Przemówienie podczas spotkania z młodzieżą na bulwarze Costanera w Asunción - podróż do Boliwii i Paragwaju, 12.07.2015
Późnym popołudniem — po spotkaniu i obiedzie z paragwajskim episkopatem w nuncjaturze apostolskiej w Asunción — Papież Franciszek udał się na bulwar Costanera, gdzie zgromadziła się młodzież, przybyła ze wszystkich stron kraju oraz z innych państw Ameryki Łacińskiej. W imieniu zgromadzonych Ojca Świętego powitał bp Ricardo Jorge Valenzuela Ríos, odpowiedzialny za duszpasterstwo młodzieży z ramienia Konferencji Episkopatu Paragwaju. Podczas spotkania — które przeplatane było śpiewem i tańcem — świadectwa złożyli 25-letnia Liz Fretes i 18-letni Manuel de los Santos Aguiler. Poniżej zamieszczamy improwizowane przemówienie Ojca Świętego do młodzieży oraz przemówienie przygotowane na spotkanie z młodzieżą, którego Papież nie wygłosił.
Drodzy Młodzi, dobry wieczór!
Po odczytaniu Ewangelii Orlando podszedł do mnie i powiedział: «Proszę cię, abyś modlił się o wolność każdego z nas, abyś modlił się o wolność nas wszystkich». To jest błogosławieństwo, o które Orlando prosił dla nas wszystkich. To jest błogosławieństwo, o które prosimy dzisiaj wszyscy razem — wolność. Wolność jest bowiem darem, który daje nam Bóg, ale trzeba umieć go przyjąć, trzeba potrafić mieć wolne serce, bo wszyscy wiemy, że w świecie jest tak wiele rzeczy, które krępują nasze serce i nie pozwalają, aby było wolne. Wyzysk, brak środków do życia, narkomania, smutek — wszystkie te rzeczy pozbawiają nas wolności. Tak więc wszyscy razem dziękujemy Orlandowi za to, że poprosił o to błogosławieństwo, aby mieć wolne serce, serce, które może powiedzieć to, co myśli, to, co czuje, i które może działać zgodnie z tym, co myśli i co czuje. To jest właśnie wolne serce. I o to będziemy prosić wszyscy razem, o to błogosławieństwo, o które prosił Orlando dla wszystkich. Powtarzajcie za mną: Panie Jezu, daj mi serce wolne, abym nie był niewolnikiem wszystkich sideł świata. Abym nie był niewolnikiem wygodnictwa, przewrotności. Abym nie był niewolnikiem łatwego życia. Abym nie był niewolnikiem występku. Abym nie był niewolnikiem fałszywej wolności, jaką jest czynienie tego, co mi się podoba w każdej chwili. Dziękuję, Orlando, za to, że uświadomiliśmy sobie, iż mamy prosić o wolne serce. Prośmy o to codziennie.

_Zapisy_:
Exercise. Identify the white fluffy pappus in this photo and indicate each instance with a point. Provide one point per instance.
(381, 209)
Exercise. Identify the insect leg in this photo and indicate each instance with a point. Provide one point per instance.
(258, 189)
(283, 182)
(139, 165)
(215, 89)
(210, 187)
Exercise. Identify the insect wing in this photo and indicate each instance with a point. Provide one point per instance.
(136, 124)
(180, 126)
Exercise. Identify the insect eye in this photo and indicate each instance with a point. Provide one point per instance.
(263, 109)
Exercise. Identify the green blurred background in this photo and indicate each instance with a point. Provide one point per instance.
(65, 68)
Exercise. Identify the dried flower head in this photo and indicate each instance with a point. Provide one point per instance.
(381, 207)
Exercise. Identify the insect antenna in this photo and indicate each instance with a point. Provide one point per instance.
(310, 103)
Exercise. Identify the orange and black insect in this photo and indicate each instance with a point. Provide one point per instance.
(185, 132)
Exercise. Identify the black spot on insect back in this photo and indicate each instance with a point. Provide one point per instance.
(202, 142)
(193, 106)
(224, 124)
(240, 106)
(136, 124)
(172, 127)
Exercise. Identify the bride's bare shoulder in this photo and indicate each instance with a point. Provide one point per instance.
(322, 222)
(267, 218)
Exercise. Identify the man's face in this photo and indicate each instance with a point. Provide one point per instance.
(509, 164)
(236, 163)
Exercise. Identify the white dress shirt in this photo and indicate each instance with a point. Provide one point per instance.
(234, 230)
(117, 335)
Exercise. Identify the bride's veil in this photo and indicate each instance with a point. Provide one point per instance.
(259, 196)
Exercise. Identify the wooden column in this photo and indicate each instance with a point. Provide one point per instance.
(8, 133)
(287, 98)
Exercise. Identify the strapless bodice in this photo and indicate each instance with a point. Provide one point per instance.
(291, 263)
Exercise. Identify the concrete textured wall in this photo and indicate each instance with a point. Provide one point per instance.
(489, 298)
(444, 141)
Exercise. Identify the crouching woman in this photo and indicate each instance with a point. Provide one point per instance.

_Polecenia_:
**a.** Jakie rzeczy według przemówienia papieża pozbawiają nas wolności?
**b.** Proszę przepisać z przemówienia papieża fragment od słów „Przemówienie podczas spotkania” do słów „Papież nie wygłosił.”.
**c.** Kontynuuj przemówienie papieża od miejsca, w którym się kończy.

_Odpowiedzi_:
**a.** Wyzysk, brak środków do życia, narkomania i smutek.

**b.**
Przemówienie podczas spotkania z młodzieżą na bulwarze Costanera w Asunción - podróż do Boliwii i Paragwaju, 12.07.2015
Późnym popołudniem — po spotkaniu i obiedzie z paragwajskim episkopatem w nuncjaturze apostolskiej w Asunción — Papież Franciszek udał się na bulwar Costanera, gdzie zgromadziła się młodzież, przybyła ze wszystkich stron kraju oraz z innych państw Ameryki Łacińskiej. W imieniu zgromadzonych Ojca Świętego powitał bp Ricardo Jorge Valenzuela Ríos, odpowiedzialny za duszpasterstwo młodzieży z ramienia Konferencji Episkopatu Paragwaju. Podczas spotkania — które przeplatane było śpiewem i tańcem — świadectwa złożyli 25-letnia Liz Fretes i 18-letni Manuel de los Santos Aguiler. Poniżej zamieszczamy improwizowane przemówienie Ojca Świętego do młodzieży oraz przemówienie przygotowane na spotkanie z młodzieżą, którego Papież nie wygłosił.

**c.**
Wysłuchaliśmy dwóch świadectw — Liz i Manuela. Liz uczy nas jednej rzeczy. Tak jak Orlando pouczył nas, że trzeba modlić się o wolne serce, Liz swoim życiem uczy nas, żeby nie być jak Poncjusz Piłat, czyli żeby nie umywać rąk. Liz mogła oddać spokojnie swoją mamę do przytułku, a swoją babcię do innego przytułku i żyć jak młoda dziewczyna, bawić się, studiować to, co chciała. A Liz powiedziała: «Nie... to babcia, mama». I Liz stała się służącą i czymś więcej: stała się posługaczką i mamy, i babci. I zrobiła to miłością. Powiedziała, że zamieniły się rolami i ona stała się mamą swojej mamy w taki sposób, w jaki ona się nią opiekowała. Jej mama, dotknięta tą straszną chorobą [Alzheimera], myli rzeczy. Ona poświęca się całkowicie, mając 25 lat, usługując swej mamie i swej babci. Sama? Nie, Liz nie była sama. Powiedziała nam dwie rzeczy, które mogą nam pomóc. Opowiedziała o aniele — o cioci, która była jak anioł, i opowiedziała o spotkaniach z przyjaciółmi w weekend, z młodzieżową wspólnotą ewangelizacyjną, z grupą młodych, która umacniała jej wiarę. I te dwa anioły — ciocia, która opiekowała się nią, i grupa młodzieżowa, dodawały jej sił, aby iść naprzód. I to się nazywa solidarność. Jak to się nazywa? [Wszyscy odpowiadają: «Solidarność!»]. Gdy zajmujemy się problemem kogoś innego. Tam jej zmęczone serce znalazło ukojenie. Ale czegoś tu jeszcze brakuje. Ona nie powiedziała: «Robię to i nic więcej». Ona uczyła się i jest pielęgniarką. A pomogła jej wasza solidarność, waszej grupy, cioci, która była jak anioł i pomogła jej iść naprzód. I dziś w wieku 25 lat ma łaskę, o którą prosił Orlando: ma wolne serce. Liz wypełnia czwarte przykazanie: «Czcij ojca swego i matkę swoją». Liz oddaje swoje życie, spala je!, służąc matce. Jest to najwyższy stopień solidarności, najwyższy stopień miłości, świadectwo. «Ojcze, czy można kochać?». Jest tu osoba, która uczy nas kochać.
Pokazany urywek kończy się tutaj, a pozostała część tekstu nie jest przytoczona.